━━━ Provided information ━━━

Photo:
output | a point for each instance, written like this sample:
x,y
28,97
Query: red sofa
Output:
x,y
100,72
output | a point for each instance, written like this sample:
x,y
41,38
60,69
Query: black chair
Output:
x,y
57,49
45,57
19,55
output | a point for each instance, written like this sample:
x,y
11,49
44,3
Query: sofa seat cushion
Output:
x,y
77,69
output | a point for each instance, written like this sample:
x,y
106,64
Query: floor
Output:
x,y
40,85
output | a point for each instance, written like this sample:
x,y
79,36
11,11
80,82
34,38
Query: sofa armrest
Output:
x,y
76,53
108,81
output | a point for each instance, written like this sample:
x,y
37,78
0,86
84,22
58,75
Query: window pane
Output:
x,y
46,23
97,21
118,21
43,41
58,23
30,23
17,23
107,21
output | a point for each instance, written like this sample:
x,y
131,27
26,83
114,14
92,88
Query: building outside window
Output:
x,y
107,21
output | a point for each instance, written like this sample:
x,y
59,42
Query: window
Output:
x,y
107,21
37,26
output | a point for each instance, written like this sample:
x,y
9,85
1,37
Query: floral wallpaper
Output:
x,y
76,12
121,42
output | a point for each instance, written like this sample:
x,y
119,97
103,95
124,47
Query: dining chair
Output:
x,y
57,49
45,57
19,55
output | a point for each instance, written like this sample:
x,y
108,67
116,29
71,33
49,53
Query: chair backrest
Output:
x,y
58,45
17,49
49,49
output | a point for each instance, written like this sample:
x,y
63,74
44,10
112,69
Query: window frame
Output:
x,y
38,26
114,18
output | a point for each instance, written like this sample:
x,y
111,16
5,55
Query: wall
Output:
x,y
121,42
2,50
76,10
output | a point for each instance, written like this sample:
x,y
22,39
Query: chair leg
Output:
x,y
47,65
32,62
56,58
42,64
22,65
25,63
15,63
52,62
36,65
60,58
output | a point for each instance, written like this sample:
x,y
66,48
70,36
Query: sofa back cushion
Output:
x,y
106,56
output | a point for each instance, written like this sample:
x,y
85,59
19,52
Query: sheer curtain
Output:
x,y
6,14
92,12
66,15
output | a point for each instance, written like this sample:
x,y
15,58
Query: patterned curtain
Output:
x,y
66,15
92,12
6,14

━━━

_Activity:_
Every line from the data above that contains "cushion" must appear in the answer.

_Result below:_
Query: sofa seat cushion
Query: sofa back cushion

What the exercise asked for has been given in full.